[Records for the task]

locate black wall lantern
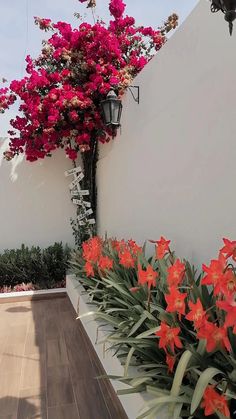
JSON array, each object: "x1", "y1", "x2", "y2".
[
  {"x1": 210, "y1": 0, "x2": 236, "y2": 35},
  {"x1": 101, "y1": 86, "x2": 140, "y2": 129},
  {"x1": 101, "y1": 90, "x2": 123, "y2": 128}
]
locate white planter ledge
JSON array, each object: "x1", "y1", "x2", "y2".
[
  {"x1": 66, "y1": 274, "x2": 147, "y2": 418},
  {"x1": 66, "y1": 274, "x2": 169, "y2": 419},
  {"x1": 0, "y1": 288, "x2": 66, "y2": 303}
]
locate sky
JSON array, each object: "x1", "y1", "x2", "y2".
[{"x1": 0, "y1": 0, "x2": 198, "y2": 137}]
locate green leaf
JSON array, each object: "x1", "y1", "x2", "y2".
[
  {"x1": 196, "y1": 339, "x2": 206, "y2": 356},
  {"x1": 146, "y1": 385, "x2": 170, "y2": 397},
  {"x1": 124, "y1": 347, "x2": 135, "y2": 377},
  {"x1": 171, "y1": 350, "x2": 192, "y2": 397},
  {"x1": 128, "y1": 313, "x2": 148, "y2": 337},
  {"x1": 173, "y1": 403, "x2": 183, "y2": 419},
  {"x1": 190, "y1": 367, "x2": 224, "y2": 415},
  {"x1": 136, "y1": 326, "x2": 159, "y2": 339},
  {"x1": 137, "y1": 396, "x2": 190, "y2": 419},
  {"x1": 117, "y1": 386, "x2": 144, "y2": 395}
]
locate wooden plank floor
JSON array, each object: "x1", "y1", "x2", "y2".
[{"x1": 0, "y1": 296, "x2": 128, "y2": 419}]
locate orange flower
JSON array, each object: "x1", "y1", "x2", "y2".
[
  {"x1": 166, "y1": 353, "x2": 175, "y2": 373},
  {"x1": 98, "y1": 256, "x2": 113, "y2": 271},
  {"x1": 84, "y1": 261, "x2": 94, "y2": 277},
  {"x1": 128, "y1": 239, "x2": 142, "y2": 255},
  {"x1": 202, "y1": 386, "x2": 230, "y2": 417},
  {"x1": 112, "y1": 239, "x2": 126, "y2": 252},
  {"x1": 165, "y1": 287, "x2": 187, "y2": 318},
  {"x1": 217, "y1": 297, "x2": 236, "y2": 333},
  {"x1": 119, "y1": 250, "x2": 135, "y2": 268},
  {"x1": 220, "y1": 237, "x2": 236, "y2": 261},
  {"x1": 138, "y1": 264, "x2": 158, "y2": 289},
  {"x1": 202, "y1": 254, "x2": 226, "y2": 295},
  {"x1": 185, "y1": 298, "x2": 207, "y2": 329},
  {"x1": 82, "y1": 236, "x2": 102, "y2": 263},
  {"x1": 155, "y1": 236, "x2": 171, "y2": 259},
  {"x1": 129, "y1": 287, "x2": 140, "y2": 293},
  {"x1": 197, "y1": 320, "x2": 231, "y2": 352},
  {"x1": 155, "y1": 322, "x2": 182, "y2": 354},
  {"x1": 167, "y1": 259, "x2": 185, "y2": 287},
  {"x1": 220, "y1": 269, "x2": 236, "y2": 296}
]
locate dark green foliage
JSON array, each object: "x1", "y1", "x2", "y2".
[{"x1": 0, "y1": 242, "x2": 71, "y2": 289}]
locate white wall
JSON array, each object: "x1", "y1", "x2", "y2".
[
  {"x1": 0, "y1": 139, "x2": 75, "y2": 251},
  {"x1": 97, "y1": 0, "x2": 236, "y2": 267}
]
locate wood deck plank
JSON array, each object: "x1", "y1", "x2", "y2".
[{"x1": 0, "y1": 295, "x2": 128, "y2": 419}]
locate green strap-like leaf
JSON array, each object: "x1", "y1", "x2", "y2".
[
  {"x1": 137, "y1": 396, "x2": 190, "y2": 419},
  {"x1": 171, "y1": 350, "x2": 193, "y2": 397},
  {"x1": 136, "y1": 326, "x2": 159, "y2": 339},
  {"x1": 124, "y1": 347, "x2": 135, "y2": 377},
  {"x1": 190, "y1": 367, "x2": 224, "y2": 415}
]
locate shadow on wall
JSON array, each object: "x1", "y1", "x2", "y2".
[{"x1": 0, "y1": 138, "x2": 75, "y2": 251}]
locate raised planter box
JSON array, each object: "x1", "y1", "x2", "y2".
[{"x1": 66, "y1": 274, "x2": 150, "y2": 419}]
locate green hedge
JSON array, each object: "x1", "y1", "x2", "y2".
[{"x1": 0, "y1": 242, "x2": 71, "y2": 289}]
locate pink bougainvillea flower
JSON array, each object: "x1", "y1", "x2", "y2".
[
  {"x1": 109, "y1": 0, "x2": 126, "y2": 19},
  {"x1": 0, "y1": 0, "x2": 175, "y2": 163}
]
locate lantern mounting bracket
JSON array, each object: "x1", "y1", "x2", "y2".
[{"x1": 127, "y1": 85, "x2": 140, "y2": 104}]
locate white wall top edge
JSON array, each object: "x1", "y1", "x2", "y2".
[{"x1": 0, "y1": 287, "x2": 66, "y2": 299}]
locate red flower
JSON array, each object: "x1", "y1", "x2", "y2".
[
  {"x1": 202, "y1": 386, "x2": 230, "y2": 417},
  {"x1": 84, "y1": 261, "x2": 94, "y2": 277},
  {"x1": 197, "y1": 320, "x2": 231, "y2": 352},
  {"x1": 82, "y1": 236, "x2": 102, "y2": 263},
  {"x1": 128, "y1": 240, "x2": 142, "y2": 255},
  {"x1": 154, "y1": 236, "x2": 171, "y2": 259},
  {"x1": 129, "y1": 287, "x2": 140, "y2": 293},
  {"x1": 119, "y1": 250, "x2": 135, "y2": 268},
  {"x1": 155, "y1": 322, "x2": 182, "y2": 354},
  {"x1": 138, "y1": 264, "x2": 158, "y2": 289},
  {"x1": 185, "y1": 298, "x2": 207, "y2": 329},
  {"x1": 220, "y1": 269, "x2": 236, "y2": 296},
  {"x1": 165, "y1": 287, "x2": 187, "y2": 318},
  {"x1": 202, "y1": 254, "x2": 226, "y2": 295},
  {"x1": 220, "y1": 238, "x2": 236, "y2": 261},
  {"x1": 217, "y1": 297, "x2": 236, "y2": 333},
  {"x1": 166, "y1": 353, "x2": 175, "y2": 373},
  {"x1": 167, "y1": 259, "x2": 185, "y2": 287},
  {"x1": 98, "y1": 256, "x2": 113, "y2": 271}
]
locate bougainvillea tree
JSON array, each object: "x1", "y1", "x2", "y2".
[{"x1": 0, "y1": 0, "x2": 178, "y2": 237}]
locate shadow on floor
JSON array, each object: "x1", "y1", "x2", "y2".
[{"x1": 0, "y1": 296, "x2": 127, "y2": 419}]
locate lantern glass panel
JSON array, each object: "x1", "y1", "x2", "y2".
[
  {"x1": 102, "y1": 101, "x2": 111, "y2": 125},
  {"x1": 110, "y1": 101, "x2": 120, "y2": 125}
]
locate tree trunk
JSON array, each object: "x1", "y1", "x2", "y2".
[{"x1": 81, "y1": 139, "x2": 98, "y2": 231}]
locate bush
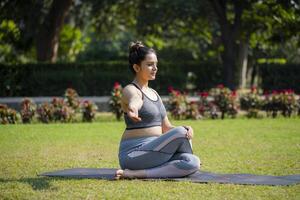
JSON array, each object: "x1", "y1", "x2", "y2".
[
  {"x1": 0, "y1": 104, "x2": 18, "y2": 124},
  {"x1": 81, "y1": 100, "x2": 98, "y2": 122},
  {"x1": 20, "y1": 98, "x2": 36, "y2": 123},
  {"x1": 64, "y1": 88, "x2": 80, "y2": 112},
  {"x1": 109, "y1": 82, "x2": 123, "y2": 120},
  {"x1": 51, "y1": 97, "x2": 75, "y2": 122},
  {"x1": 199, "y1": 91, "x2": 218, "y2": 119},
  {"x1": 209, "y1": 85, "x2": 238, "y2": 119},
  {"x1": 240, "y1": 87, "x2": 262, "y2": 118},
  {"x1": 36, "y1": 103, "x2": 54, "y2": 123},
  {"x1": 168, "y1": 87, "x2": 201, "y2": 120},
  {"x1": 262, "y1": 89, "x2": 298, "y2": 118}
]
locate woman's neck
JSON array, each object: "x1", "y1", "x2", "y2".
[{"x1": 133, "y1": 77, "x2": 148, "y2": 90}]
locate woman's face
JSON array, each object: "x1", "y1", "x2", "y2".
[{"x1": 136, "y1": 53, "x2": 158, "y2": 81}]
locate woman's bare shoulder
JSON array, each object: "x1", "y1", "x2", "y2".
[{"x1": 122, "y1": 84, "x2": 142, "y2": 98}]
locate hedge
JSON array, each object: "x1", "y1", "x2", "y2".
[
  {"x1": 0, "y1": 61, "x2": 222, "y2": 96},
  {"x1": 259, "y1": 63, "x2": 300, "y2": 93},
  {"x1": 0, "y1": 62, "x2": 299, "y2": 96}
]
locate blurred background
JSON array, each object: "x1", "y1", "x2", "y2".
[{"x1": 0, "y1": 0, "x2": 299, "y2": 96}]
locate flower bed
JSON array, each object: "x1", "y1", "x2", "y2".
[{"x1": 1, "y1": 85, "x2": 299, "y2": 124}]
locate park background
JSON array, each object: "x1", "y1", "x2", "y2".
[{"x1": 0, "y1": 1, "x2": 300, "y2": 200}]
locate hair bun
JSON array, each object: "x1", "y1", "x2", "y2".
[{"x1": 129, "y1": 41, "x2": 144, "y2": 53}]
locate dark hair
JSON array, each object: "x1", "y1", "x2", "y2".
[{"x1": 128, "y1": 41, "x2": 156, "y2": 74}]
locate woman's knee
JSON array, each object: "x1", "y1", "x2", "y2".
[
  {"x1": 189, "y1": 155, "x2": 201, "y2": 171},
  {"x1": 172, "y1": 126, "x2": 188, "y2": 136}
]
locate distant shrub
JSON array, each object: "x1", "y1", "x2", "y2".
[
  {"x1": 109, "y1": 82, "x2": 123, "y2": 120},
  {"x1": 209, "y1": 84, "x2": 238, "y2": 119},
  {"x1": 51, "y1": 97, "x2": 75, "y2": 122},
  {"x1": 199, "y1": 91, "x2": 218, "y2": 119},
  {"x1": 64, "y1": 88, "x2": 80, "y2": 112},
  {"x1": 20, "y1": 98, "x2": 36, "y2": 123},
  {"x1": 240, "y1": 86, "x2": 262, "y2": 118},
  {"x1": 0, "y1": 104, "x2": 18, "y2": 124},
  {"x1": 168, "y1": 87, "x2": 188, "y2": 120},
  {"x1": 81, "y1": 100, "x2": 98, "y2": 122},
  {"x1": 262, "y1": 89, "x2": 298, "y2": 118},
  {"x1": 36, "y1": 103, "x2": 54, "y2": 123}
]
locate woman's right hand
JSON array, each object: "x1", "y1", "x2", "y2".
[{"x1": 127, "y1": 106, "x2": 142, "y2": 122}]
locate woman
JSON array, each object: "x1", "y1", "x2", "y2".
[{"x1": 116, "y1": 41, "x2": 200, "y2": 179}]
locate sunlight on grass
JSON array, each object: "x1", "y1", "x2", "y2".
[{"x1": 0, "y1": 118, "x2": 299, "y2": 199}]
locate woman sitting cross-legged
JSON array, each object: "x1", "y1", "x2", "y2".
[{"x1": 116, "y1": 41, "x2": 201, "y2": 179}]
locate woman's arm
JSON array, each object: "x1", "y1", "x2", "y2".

[/Records for the task]

Please give an exact copy of the entries above, from the line with "locate green leaf" down to the line with "locate wood deck plank", inclusive, and nothing else.

locate green leaf
JSON array, each object: "x1", "y1", "x2", "y2".
[
  {"x1": 196, "y1": 339, "x2": 206, "y2": 356},
  {"x1": 146, "y1": 385, "x2": 170, "y2": 397},
  {"x1": 124, "y1": 347, "x2": 135, "y2": 377},
  {"x1": 171, "y1": 350, "x2": 192, "y2": 397},
  {"x1": 128, "y1": 313, "x2": 148, "y2": 337},
  {"x1": 173, "y1": 403, "x2": 183, "y2": 419},
  {"x1": 190, "y1": 367, "x2": 224, "y2": 415},
  {"x1": 136, "y1": 326, "x2": 159, "y2": 339},
  {"x1": 137, "y1": 396, "x2": 190, "y2": 419},
  {"x1": 117, "y1": 386, "x2": 144, "y2": 395}
]
locate wooden plank floor
JSON array, each object: "x1", "y1", "x2", "y2".
[{"x1": 0, "y1": 296, "x2": 128, "y2": 419}]
locate orange flower
JSON array, each object: "x1", "y1", "x2", "y2".
[
  {"x1": 166, "y1": 353, "x2": 175, "y2": 373},
  {"x1": 98, "y1": 256, "x2": 113, "y2": 271},
  {"x1": 84, "y1": 261, "x2": 94, "y2": 277},
  {"x1": 128, "y1": 239, "x2": 142, "y2": 255},
  {"x1": 202, "y1": 386, "x2": 230, "y2": 417},
  {"x1": 112, "y1": 239, "x2": 126, "y2": 252},
  {"x1": 165, "y1": 287, "x2": 187, "y2": 318},
  {"x1": 217, "y1": 297, "x2": 236, "y2": 333},
  {"x1": 119, "y1": 250, "x2": 135, "y2": 268},
  {"x1": 220, "y1": 237, "x2": 236, "y2": 261},
  {"x1": 138, "y1": 264, "x2": 158, "y2": 289},
  {"x1": 202, "y1": 254, "x2": 226, "y2": 295},
  {"x1": 185, "y1": 298, "x2": 207, "y2": 329},
  {"x1": 82, "y1": 236, "x2": 102, "y2": 263},
  {"x1": 155, "y1": 236, "x2": 171, "y2": 259},
  {"x1": 129, "y1": 287, "x2": 140, "y2": 293},
  {"x1": 197, "y1": 320, "x2": 231, "y2": 352},
  {"x1": 155, "y1": 322, "x2": 182, "y2": 354},
  {"x1": 167, "y1": 259, "x2": 185, "y2": 287},
  {"x1": 220, "y1": 269, "x2": 236, "y2": 296}
]
locate dark green foliage
JSON array, each object: "x1", "y1", "x2", "y2".
[{"x1": 0, "y1": 242, "x2": 71, "y2": 289}]
locate white wall
JSON array, each object: "x1", "y1", "x2", "y2".
[
  {"x1": 0, "y1": 139, "x2": 75, "y2": 251},
  {"x1": 97, "y1": 0, "x2": 236, "y2": 267}
]
locate wood deck plank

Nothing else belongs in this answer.